# Estratto del documento:
#####
Dopo l’appello della famiglia, è arrivata dal ministro degli Esteri Antonio Tajani la conferma che Trentini è stato arrestato. Intanto ieri è stato scarcerato il cittadino italo-venezuelano Juan Manuel Allueva, che era detenuto dalla Guardia Nazionale di San Juan de Los Morros (la capitale dello Stato di Guarico, nel centro-nord). “Continuiamo a lavorare per tutelare tutti i connazionali in Venezuela“, ha dichiarato Tajani. Attualmente rimangono dietro le sbarre nel Paese sudamericano almeno altri 7 italo-venezuelani, oltre a Trentini. La famiglia chiede inoltre che il cooperante possa vedere qualcuno dell’ambasciata italiana, visto che soffre di asma e ipertensione e non ha con sé le medicine di cui ha bisogno. Tajani ha dunque ufficialmente richiesto, tramite l’incaricato d’affari del Venezuela, una visita consolare.
#####
# Obiettivo del compito:
Rispondi alle seguenti domande sull'estratto che riguarda l'arresto di Trentini:
(a) Da chi era detenuto Juan Manuel Allueva?
(b) Di quali malattie soffre il cooperante secondo la famiglia?
(c) Tramite chi Tajani ha richiesto ufficialmente una visita consolare?
#####
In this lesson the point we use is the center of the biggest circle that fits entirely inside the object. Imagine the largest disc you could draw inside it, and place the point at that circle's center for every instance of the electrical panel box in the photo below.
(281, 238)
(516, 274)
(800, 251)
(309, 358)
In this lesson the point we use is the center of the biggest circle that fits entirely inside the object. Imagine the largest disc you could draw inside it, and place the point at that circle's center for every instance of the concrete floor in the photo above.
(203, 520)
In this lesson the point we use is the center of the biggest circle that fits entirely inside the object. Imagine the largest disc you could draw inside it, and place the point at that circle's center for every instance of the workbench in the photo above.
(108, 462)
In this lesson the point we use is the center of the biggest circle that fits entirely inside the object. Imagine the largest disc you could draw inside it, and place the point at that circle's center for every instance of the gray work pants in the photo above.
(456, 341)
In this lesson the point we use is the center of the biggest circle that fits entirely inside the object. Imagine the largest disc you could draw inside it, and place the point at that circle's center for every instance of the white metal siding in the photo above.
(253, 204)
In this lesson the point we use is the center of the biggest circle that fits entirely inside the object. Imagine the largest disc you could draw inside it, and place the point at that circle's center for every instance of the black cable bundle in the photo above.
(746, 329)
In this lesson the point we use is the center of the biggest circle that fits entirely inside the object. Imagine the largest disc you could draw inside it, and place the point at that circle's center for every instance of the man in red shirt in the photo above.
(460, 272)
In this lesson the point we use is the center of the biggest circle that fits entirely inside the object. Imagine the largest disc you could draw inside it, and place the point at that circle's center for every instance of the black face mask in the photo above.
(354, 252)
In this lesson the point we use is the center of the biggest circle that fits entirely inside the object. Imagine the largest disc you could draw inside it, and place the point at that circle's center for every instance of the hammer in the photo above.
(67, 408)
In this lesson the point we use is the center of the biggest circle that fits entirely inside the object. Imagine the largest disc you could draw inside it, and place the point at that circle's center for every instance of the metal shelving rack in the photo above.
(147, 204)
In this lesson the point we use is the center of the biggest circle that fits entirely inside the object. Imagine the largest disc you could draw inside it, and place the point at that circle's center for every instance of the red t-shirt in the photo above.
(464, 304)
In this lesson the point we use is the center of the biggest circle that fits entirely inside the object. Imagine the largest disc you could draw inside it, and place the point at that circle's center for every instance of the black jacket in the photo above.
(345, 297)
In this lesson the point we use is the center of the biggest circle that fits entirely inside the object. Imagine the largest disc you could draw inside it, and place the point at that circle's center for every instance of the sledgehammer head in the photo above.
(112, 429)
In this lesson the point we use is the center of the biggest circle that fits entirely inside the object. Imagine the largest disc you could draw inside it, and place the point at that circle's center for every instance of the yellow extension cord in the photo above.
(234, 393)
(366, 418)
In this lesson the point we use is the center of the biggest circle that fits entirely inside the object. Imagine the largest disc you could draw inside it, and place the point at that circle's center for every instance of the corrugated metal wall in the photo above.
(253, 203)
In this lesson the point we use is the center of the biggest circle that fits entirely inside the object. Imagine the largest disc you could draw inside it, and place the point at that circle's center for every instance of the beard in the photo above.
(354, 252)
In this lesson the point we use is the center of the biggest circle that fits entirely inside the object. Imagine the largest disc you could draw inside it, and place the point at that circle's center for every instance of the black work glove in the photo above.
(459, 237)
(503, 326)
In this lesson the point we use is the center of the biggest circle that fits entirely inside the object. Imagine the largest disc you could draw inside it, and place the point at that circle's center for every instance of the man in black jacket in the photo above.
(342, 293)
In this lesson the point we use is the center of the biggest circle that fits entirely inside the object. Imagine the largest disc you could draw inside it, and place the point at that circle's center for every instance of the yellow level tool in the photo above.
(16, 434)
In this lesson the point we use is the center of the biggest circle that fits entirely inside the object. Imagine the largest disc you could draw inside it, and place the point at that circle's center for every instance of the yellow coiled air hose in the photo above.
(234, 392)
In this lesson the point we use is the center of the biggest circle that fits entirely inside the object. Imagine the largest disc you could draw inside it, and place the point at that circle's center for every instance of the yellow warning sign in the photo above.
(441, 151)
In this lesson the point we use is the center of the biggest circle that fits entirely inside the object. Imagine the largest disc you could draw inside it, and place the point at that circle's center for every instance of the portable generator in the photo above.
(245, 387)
#####
# Soluzione:
(a) Juan Manuel Allueva era detenuto dalla Guardia Nazionale di San Juan de Los Morros.
(b) Il cooperante soffre di asma e ipertensione.
(c) Tajani ha richiesto la visita consolare tramite l'incaricato d'affari del Venezuela.